Start Source material

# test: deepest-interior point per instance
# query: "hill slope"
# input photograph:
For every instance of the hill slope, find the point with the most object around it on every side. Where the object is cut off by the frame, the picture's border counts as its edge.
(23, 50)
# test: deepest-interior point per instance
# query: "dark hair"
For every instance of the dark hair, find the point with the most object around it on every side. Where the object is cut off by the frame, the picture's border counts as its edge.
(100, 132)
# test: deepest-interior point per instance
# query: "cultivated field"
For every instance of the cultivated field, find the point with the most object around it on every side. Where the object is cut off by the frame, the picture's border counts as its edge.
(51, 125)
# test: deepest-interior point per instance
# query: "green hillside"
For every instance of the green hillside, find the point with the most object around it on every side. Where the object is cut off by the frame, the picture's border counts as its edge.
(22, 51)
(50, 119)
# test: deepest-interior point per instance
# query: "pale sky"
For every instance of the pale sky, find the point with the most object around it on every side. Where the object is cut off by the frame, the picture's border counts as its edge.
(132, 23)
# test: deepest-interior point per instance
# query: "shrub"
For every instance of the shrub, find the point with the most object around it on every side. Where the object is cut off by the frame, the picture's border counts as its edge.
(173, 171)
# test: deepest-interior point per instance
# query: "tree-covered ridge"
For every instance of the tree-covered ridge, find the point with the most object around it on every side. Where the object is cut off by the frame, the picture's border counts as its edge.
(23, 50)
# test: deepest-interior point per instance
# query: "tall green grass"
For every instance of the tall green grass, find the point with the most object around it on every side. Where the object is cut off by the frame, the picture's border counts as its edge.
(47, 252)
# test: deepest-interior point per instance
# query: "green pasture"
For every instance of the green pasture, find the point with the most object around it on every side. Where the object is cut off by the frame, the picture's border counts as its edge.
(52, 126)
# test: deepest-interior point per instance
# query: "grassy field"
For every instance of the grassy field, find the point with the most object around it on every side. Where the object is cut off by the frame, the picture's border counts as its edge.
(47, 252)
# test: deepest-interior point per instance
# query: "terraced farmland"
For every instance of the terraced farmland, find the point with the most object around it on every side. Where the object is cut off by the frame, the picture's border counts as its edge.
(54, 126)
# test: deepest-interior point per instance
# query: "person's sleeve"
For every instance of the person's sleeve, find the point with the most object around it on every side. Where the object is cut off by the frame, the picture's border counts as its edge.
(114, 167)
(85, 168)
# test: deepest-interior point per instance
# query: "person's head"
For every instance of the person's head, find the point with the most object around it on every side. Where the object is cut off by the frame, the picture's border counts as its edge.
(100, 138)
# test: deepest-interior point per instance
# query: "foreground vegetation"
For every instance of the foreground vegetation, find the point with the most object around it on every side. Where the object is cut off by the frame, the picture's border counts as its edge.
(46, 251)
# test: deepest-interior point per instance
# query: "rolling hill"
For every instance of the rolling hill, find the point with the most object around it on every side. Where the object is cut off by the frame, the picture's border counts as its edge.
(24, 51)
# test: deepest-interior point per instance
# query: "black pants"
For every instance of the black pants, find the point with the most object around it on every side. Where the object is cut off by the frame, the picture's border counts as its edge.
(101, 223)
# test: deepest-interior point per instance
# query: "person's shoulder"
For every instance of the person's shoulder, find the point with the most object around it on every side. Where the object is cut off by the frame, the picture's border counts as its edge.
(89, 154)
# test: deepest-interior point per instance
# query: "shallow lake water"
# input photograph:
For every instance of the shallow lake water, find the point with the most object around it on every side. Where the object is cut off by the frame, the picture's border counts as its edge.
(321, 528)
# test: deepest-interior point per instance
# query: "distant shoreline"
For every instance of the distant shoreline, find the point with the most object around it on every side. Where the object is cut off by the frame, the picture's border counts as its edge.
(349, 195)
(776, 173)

End Source material

#### The request:
How many lines of the records above contain the word "foreground"? Give only the number.

#### Reply:
2